─── Data supplied
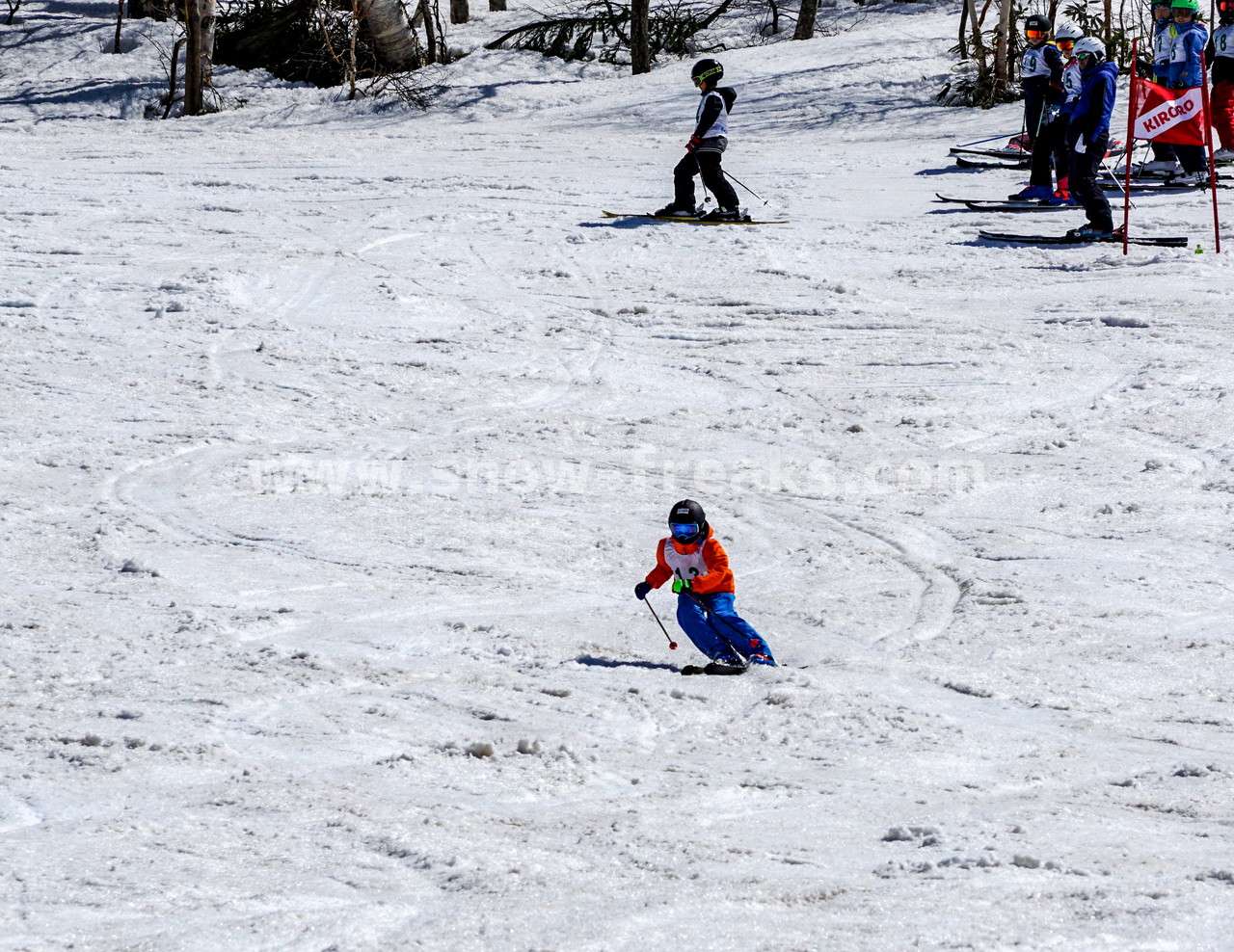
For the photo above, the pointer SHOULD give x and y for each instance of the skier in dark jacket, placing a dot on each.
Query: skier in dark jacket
(1041, 84)
(1088, 136)
(704, 150)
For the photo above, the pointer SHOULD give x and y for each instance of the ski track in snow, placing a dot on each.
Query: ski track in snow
(335, 439)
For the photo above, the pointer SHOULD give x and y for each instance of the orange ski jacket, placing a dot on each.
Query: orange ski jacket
(705, 565)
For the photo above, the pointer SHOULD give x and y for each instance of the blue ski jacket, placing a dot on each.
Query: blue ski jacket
(1089, 118)
(1186, 56)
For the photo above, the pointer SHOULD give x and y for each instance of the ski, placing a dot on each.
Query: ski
(1164, 186)
(1155, 241)
(714, 668)
(1016, 206)
(747, 220)
(1001, 153)
(990, 162)
(1115, 148)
──────
Problem statement: Rewrite the stretch from the line containing "blue ski jacket, placing a dot on each." through the end of the items, replacing "pointer" with "marker" and leaving everything else unchanged.

Expected output:
For the photo above, the marker SHOULD give x and y for each instance of the blue ski jacket, placing a dot on each.
Query: blue ski jacket
(1089, 118)
(1186, 56)
For the photo above, the marker SHOULD give x and y for each instance of the ski, placing a dot on each.
Query: ski
(1164, 186)
(1155, 241)
(714, 668)
(1016, 206)
(747, 220)
(1001, 153)
(990, 162)
(1115, 148)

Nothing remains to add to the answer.